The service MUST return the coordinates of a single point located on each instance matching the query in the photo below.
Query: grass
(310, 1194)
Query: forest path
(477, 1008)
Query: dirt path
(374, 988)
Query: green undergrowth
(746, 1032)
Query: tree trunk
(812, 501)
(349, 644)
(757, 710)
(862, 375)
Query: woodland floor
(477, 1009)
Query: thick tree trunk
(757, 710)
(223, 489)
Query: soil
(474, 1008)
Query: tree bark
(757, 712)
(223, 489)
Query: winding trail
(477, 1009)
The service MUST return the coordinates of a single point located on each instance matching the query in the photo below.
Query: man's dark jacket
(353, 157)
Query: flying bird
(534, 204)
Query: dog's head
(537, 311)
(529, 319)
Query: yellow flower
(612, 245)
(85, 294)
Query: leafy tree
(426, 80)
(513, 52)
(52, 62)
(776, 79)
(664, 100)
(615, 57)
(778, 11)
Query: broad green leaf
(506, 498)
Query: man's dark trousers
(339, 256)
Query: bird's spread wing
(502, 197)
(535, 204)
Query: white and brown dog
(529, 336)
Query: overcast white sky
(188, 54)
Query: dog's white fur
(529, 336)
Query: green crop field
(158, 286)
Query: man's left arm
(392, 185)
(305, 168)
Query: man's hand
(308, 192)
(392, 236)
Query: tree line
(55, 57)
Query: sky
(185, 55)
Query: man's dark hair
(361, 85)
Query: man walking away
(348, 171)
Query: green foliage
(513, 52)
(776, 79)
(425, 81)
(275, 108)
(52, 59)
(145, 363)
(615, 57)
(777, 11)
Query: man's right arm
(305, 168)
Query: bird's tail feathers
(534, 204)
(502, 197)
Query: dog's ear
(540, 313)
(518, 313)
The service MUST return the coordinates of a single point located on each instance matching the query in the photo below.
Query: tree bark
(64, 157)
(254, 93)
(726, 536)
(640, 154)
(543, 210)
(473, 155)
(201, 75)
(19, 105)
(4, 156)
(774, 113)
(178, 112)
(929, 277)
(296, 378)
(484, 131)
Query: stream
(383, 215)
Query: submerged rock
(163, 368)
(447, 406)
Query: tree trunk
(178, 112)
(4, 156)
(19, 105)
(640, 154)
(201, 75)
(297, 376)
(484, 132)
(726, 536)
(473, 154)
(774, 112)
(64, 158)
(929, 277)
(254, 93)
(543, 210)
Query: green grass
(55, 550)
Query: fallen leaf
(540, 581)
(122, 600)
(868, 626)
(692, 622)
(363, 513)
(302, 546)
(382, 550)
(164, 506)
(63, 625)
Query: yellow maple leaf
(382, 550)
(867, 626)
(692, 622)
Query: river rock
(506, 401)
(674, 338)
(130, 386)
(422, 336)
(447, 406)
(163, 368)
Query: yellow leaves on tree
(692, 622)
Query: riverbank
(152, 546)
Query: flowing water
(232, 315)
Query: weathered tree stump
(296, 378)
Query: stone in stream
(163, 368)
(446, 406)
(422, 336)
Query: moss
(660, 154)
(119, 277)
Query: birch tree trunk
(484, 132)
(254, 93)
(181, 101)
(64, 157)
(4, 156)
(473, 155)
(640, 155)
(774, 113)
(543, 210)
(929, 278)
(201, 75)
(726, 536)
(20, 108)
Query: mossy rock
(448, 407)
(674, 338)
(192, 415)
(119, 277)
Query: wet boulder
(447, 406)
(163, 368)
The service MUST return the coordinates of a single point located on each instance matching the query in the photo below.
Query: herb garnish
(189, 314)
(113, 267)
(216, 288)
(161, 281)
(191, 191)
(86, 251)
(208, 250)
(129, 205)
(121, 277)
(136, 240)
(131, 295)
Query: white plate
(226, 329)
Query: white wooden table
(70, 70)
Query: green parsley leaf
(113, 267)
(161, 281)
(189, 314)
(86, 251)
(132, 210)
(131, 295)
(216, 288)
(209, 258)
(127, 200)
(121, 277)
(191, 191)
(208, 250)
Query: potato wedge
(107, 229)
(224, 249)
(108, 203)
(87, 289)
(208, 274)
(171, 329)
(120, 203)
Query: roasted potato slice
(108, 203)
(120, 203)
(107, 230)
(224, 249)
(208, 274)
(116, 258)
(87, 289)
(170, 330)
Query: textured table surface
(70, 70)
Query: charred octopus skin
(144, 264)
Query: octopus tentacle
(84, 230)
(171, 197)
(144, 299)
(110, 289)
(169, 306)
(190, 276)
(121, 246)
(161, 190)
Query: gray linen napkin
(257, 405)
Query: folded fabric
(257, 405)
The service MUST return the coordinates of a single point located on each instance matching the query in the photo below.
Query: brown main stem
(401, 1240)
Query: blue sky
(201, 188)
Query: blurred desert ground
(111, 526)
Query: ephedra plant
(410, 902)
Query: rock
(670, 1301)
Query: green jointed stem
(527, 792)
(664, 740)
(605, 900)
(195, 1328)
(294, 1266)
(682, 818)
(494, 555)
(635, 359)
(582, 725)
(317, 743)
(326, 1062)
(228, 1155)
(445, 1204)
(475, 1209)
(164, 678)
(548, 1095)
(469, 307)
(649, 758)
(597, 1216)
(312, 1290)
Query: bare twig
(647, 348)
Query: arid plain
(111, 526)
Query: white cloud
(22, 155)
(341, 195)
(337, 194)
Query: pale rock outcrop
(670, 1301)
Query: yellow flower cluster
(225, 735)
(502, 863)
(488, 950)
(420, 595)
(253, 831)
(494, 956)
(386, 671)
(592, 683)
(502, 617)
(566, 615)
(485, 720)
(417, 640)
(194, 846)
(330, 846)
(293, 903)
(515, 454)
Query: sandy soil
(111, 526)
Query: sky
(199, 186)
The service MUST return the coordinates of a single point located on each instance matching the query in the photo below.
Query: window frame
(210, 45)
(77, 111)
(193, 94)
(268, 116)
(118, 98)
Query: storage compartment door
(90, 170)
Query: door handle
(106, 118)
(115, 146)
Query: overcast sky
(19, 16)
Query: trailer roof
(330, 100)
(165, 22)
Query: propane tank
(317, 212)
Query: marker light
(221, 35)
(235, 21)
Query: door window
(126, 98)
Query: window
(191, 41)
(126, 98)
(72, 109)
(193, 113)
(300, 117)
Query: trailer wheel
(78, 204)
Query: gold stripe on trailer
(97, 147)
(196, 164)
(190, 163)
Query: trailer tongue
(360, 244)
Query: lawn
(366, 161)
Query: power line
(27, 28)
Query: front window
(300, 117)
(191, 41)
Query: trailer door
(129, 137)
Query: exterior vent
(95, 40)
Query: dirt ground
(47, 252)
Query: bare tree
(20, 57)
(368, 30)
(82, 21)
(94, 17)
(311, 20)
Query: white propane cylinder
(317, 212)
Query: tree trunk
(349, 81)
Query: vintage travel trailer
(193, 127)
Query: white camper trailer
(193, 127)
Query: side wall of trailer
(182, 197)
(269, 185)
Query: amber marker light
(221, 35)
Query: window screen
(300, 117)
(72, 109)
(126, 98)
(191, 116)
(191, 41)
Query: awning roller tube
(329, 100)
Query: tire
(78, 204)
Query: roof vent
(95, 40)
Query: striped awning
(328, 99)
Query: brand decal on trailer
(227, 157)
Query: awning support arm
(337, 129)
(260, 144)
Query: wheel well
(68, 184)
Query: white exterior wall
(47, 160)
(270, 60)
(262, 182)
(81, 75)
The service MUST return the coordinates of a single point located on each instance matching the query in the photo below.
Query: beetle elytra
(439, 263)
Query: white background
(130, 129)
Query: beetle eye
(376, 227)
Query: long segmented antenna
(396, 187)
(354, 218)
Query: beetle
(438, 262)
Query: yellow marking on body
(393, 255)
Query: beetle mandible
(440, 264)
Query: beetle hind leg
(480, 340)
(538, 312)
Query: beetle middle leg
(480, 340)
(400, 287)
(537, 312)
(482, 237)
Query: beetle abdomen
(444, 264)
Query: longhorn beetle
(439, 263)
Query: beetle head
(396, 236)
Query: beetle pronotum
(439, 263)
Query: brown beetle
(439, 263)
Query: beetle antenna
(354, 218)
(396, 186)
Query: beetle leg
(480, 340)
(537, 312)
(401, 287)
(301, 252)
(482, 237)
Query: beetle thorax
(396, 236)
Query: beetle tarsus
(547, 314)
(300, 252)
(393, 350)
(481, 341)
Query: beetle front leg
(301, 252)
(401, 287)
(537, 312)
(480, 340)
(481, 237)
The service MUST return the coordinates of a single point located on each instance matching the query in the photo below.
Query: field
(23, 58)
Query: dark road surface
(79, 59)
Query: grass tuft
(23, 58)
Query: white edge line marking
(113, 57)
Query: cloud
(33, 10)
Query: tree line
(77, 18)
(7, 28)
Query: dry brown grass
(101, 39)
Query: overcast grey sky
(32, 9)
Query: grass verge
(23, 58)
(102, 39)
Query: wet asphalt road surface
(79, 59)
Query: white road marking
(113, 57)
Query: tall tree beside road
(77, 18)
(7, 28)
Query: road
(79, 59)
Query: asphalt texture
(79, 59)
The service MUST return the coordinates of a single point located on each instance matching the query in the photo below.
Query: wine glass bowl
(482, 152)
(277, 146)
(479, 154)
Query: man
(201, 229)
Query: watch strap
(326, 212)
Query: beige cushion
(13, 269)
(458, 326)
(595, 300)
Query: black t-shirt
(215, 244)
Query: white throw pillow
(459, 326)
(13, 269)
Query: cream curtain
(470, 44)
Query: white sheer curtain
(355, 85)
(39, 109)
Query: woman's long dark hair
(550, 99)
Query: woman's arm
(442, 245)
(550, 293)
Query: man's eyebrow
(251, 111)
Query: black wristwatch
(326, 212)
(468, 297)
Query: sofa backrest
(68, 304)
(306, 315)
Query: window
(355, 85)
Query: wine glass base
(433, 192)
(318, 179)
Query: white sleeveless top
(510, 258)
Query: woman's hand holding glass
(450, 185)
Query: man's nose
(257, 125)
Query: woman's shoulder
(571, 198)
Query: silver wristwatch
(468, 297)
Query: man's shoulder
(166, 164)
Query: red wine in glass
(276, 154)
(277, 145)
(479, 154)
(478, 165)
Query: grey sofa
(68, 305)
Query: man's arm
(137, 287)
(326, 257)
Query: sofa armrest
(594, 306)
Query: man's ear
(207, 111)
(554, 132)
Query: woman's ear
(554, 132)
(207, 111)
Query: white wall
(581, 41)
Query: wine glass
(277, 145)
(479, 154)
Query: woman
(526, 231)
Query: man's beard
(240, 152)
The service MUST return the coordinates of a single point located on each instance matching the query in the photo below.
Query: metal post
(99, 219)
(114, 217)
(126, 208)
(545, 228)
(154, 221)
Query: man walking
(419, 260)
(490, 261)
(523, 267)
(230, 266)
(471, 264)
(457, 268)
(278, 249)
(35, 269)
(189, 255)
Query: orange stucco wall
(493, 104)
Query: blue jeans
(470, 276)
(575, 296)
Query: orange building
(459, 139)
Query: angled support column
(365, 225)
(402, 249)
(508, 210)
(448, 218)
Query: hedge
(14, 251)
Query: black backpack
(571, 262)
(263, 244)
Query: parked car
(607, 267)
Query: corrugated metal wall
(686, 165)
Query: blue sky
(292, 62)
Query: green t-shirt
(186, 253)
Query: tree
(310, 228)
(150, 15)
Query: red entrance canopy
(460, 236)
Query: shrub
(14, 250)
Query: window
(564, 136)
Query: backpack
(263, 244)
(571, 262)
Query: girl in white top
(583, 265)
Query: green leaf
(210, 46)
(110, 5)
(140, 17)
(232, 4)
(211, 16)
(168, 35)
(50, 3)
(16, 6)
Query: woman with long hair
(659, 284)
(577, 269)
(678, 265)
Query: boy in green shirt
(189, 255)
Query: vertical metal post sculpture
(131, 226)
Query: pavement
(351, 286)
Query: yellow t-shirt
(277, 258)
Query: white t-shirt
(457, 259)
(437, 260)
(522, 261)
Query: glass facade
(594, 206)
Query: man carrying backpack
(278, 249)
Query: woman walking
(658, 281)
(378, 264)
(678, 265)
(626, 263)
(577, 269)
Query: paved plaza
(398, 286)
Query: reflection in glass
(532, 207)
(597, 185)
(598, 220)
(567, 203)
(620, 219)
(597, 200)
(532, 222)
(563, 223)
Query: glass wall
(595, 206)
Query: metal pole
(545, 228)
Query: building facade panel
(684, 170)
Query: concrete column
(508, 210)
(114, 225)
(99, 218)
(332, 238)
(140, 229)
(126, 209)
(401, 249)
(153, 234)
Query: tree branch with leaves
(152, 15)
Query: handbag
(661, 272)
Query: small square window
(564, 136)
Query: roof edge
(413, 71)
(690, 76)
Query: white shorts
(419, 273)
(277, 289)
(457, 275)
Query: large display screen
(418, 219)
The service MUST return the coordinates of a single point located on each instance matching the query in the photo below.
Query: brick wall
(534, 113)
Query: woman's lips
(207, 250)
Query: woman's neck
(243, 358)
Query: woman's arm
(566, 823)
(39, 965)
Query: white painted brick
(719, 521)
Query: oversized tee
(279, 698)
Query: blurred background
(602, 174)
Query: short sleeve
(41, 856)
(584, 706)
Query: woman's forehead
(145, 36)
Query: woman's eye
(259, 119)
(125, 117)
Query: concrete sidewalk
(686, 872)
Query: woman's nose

##############################

Output only the lines from the one containing "Query: woman's lips" through the end of the material, please, exactly as they appear.

• _Answer box_:
Query: woman's lips
(207, 250)
Query: woman's neck
(243, 358)
Query: woman's arm
(566, 823)
(39, 965)
Query: white painted brick
(719, 521)
Query: oversized tee
(279, 698)
Query: blurred background
(602, 174)
Query: short sleeve
(41, 856)
(584, 706)
Query: woman's forehead
(145, 36)
Query: woman's eye
(259, 119)
(125, 117)
Query: concrete sidewalk
(686, 872)
Query: woman's nose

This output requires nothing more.